====== Seite ======

Ich versorg mich am Markt, kann aber keine neue Gasmaske finden, nur Filter. Wenn man weiterspeilt, und dann durch das Tor in die tote Stadt hinausgeht, hat man keine Chance mehr. Die Gasmaske setzt er nicht mehr auf, und wenn man noch so auf G hämmert. Die Maske wird dann nur rot links am Rand angezeigt.

Nun, wo bekomme ich also am Markt eine neue Maske? Oder wie geht es weiter.
Normalerweise dürfte einem das Spiel ja gar nicht weiterlassen, wenn man den dafür notwendigen Ausrüstungsgegenstand nicht hat.


----------



## MisterSmith (26. März 2010)

Aus dem GS-Forum:


> Steht im Handbuch: ISt die Maske rot, ist sie kaputt. Du musst eine neue
> finden. Eigentlich liegen in regelmäßigen Abständen welche rum.
> 
> Wenn es bereits zu spät ist noch eine zu suchen ehe du abnibbels, musst du wohl
> oder übel einen früheren Spielstand laden.


www.gamestar.de/community/gspinboard/showthread.php


----------



## rohan123 (27. März 2010)

Na okay. Werd mal versuchen, eine zu finden. Aber, man muss  schon verdammt suchen. außerdem müsste einam das Spiel dann die Möglichkeit bieten, umzudrehen. Ist ja in allem Rollenspielen auch so, dass ich mich zurückziehen kann, wenn ich an einer Stelle keine Chance mehr habe, weil mir was fehlt. Das ist nicht gut gelöst - gar nicht gut, und sollte durch einen Patch dringend behoben werden.

Ansonsten Klasse Spiel.


----------

======

**Gegebene Aufgabe 1**
Setze die Zeilen der Annotationsauszüge vom Anfang bis einschließlich der Zeile mit „193 81 L 188“ in eine Markdown-Tabelle mit den Spalten „Nr.“ und „Zeile“ um. Leerzeilen lässt du dabei weg.

====== Zu verarbeitende Daten ======

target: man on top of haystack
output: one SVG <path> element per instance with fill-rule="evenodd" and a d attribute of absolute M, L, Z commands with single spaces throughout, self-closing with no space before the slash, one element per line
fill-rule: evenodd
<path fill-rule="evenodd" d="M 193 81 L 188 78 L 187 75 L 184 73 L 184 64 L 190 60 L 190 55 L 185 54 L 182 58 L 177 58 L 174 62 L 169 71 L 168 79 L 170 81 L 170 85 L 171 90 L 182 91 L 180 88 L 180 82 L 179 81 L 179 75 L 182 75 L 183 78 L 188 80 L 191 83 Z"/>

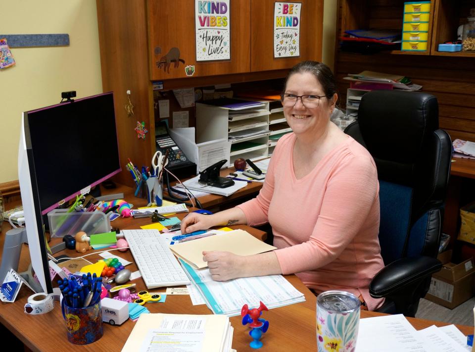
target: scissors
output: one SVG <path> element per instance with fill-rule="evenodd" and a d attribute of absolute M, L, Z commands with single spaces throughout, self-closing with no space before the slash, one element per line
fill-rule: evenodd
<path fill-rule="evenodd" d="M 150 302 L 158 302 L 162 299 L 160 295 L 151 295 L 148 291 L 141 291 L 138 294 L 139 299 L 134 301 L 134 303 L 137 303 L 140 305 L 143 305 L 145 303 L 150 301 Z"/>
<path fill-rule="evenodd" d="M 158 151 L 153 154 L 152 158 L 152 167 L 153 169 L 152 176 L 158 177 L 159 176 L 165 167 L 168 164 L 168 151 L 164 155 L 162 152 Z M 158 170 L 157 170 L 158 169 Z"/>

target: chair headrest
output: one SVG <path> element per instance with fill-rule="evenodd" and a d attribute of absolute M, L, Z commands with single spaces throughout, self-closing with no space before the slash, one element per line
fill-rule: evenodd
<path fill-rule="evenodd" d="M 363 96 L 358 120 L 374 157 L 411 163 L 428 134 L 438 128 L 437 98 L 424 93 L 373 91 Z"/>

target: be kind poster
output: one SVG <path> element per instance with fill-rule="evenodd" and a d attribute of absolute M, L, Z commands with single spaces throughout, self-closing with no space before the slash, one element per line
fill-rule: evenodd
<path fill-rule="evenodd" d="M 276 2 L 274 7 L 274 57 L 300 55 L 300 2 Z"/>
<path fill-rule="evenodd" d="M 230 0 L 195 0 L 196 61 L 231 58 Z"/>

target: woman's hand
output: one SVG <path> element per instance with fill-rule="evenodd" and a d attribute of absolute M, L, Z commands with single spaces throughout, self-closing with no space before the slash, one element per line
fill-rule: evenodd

======

**Gegebene Aufgabe 2**
Übertrage den Satz „Ich versorg mich am Markt, kann aber keine neue Gasmaske finden, nur Filter.“ aus dem Forenthread über die Gasmaske ins Englische.

**Richtige Antwort 1**
| Nr. | Zeile |
|---|---|
| 1 | target: man on top of haystack |
| 2 | output: one SVG <path> element per instance with fill-rule="evenodd" and a d attribute of absolute M, L, Z commands with single spaces throughout, self-closing with no space before the slash, one element per line |
| 3 | fill-rule: evenodd |
| 4 | <path fill-rule="evenodd" d="M 193 81 L 188 78 L 187 75 L 184 73 L 184 64 L 190 60 L 190 55 L 185 54 L 182 58 L 177 58 L 174 62 L 169 71 L 168 79 L 170 81 L 170 85 L 171 90 L 182 91 L 180 88 L 180 82 L 179 81 L 179 75 L 182 75 L 183 78 L 188 80 L 191 83 Z"/> |

**Richtige Antwort 2**
I'm stocking up at the market, but I can't find a new gas mask, only filters.